DOKUMENTTEXT -
****
Kindern zur Urteilsfähigkeit zu verhelfen ist nichts Böses

Tatsächlich lernen die meisten Kinder recht selbständig Dinge, die ihnen unmittelbar nützen: etwas essen, auf einen Hocker klettern, sich mitteilen. Trotzdem brauchen sie Erwachsene, um all das zu lernen, was kulturabhängig ist: richtig zu sprechen, im eigenen Zimmer durchzuschlafen oder Plätzchen zu backen. 

Kinder können noch nicht wissen, warum diese Dinge lernenswert sind. Sie benötigen Erwachsene, die die Verantwortung für die Angemessenheit der Lernziele übernehmen und den Lernprozess ermutigend und verlässlich leiten. Sie brauchen Erwachsene, die ihnen begeistert die kulturelle Schatzkammer aufschließen und die immer dann eingreifen, wenn es den Kindern noch an Urteilsfähigkeit und Selbstbeherrschung fehlt. 

Diese Ansicht wird heute bisweilen als „Adultismus“ verunglimpft. Viele Erzieher sind zutiefst verunsichert, weil sie gelernt haben, es sei Manipulation oder Gewalt, Kinder zu leiten. Wer aktiv erzieht, gar verbietet und gebietet, Dinge als gut und böse, vorbildlich oder verboten benennt, „löscht damit die Persönlichkeit des Kindes aus“ (Montessori). Solche Worte machen Erziehern Angst. Bisweilen dienen sie auch als Ausrede für Bequemlichkeit.
****
Einträge zur Punktmarkierung in Bildern
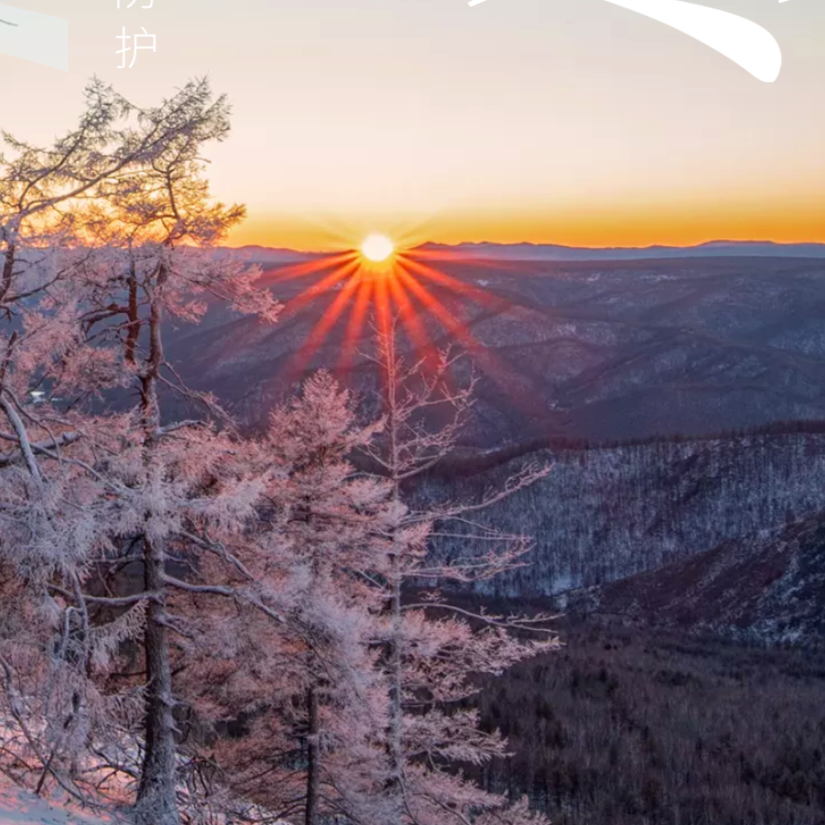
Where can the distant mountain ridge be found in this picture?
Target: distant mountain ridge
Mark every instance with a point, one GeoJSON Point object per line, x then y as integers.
{"type": "Point", "coordinates": [556, 252]}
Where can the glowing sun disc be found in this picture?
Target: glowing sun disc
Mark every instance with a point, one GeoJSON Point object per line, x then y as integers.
{"type": "Point", "coordinates": [377, 248]}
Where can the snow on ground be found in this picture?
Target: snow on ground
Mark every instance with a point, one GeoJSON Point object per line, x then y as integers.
{"type": "Point", "coordinates": [19, 807]}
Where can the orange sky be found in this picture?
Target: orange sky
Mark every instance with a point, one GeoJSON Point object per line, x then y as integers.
{"type": "Point", "coordinates": [559, 121]}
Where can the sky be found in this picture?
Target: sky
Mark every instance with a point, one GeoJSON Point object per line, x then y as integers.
{"type": "Point", "coordinates": [555, 121]}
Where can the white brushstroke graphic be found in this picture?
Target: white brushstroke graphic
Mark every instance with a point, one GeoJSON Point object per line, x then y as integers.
{"type": "Point", "coordinates": [29, 35]}
{"type": "Point", "coordinates": [741, 40]}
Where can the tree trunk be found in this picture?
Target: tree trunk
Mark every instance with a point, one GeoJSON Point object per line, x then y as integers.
{"type": "Point", "coordinates": [314, 758]}
{"type": "Point", "coordinates": [156, 803]}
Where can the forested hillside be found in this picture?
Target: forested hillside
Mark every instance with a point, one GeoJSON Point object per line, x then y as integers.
{"type": "Point", "coordinates": [603, 514]}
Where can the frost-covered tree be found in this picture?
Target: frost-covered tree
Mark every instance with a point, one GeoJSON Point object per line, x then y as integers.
{"type": "Point", "coordinates": [432, 650]}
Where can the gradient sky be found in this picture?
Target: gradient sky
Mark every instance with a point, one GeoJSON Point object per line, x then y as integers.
{"type": "Point", "coordinates": [564, 121]}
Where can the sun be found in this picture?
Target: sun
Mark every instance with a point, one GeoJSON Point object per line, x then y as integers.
{"type": "Point", "coordinates": [377, 248]}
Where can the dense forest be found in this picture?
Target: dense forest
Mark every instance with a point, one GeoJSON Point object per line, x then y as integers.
{"type": "Point", "coordinates": [605, 513]}
{"type": "Point", "coordinates": [626, 727]}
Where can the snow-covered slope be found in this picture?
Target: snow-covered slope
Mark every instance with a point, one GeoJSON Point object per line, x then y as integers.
{"type": "Point", "coordinates": [19, 807]}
****
ÜBUNGSAUFGABEN -
1 - Beantworte anhand des Textes über Erziehung:
(a) Welche drei Dinge lernen die meisten Kinder dem Text zufolge recht selbständig?
(b) Als was wird die dargestellte Ansicht heute bisweilen verunglimpft?
(c) Wer wird mit den Worten „löscht damit die Persönlichkeit des Kindes aus“ zitiert?
2 - Suche aus der Auflistung jede Zeile heraus, in der das Wort „mountain“ vorkommt, und gib sie unverändert wieder.

VOLLSTÄNDIGE LÖSUNGEN -
1 -
(a) Etwas essen, auf einen Hocker klettern, sich mitteilen.
(b) Als „Adultismus“.
(c) Montessori.

2 -
Where can the distant mountain ridge be found in this picture?
Target: distant mountain ridge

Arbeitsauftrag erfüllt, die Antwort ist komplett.